[文章]
━━━━━━━━
我們今天都是把自己的生命,看成第一重要,自己不能受一點損害,在公共汽車上被人家擠了一下,就要吵起來,過分地愛惜自己的身體。那麽俠客呢,是不過分愛惜自己的身體,首先考慮的是,幫助別人解決困難;“存亡死生”,救了別人的生命之後呢,又“不矜其能”,不誇耀自己,不要老惦記它。昨天是我幫了你的忙,那天我還幫你買菜了呢;上次我救了你家孩子一命……很少提這些事,用我們今天的話說,做了好事拂袖而去,做了好事不留名。
━━━━━━━━
請接著這段談俠客的文章往下寫。 後面列出的各行用不到。

[資料摘錄]
━━━━━━━━
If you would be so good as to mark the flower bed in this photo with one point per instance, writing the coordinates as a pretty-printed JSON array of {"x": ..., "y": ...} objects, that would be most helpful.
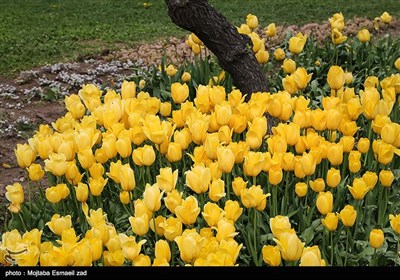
━━━━━━━━
[任務結果]
    所以我曾經有一個“謬論”,我到處傳播這個“謬論”,我說,我們中國二十世紀,最大的俠是誰呢?就是雷鋒,雷鋒是我們中國當代的“第一大俠”。我第一次在北京大學發表我這個“謬論”的時候,學生們也不理解。他們說,雷鋒怎麽是俠呢?雷鋒他也不會武功啊!雷鋒雖然是個解放軍,他也沒打過仗啊,他是個開汽車的解放軍啊。那麽我跟同學們講,是不是俠,跟他會不會打仗,跟他會不會武功,沒有關係,隻要他能犧牲自己的利益,為別人謀利益,“雷鋒出差一千裏,好事做了一火車”。瓢潑大雨之夜,看見婦女抱著小孩,他幫助她送回家去,幫助老大娘過馬路;自己攢的錢寄給災區,這不是俠,是什麽?這就是俠!人們為什麽被雷鋒精神感動?為什麽喜歡個子不高,胖乎乎,普通的解放軍戰士呢?是因為他身上有俠的精神,大家覺得,這個東西了不起!所以學雷鋒才學得起來,而不是說,他一定要身懷絕技,才去學他。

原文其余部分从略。